Directions:
Take each line from the material below that includes the string "parts" and copy it.

Dataset extract:

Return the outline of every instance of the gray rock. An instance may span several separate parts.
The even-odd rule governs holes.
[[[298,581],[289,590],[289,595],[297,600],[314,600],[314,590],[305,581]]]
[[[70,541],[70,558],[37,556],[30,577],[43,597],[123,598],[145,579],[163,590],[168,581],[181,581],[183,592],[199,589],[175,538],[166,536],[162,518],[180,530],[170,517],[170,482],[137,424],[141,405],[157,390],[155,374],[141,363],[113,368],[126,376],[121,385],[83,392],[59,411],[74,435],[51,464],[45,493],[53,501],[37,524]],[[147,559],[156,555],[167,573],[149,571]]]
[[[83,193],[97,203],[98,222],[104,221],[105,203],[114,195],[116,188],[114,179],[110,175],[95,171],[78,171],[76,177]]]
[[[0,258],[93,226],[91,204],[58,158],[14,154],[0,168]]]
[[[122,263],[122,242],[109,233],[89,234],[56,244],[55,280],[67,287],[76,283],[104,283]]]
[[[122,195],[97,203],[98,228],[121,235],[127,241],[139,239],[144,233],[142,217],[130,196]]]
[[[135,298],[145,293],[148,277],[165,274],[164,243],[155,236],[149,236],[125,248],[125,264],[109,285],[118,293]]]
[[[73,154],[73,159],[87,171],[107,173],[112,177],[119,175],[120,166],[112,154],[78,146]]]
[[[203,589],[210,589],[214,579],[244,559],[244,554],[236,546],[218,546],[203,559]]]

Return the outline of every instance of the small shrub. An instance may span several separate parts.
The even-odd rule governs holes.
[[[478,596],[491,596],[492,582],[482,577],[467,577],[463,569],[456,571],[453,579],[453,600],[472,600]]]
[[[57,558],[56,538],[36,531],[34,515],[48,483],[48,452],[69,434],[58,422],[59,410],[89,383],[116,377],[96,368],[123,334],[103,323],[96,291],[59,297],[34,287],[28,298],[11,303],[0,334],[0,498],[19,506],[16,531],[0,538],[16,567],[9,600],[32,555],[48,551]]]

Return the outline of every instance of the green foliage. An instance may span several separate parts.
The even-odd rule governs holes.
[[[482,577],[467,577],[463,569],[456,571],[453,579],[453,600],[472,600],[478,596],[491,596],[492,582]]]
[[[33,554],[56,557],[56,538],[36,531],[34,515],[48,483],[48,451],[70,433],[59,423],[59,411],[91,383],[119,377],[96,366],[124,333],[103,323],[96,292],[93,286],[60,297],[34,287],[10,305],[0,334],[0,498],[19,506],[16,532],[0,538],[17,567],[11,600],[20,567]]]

Response to the exercise:
Return the outline of every instance of the gray rock. An instance may span several separate parts.
Return the outline of every instance of the small shrub. An instance may span several separate parts.
Return the outline of every instance of the green foliage. An instance may span several separate parts.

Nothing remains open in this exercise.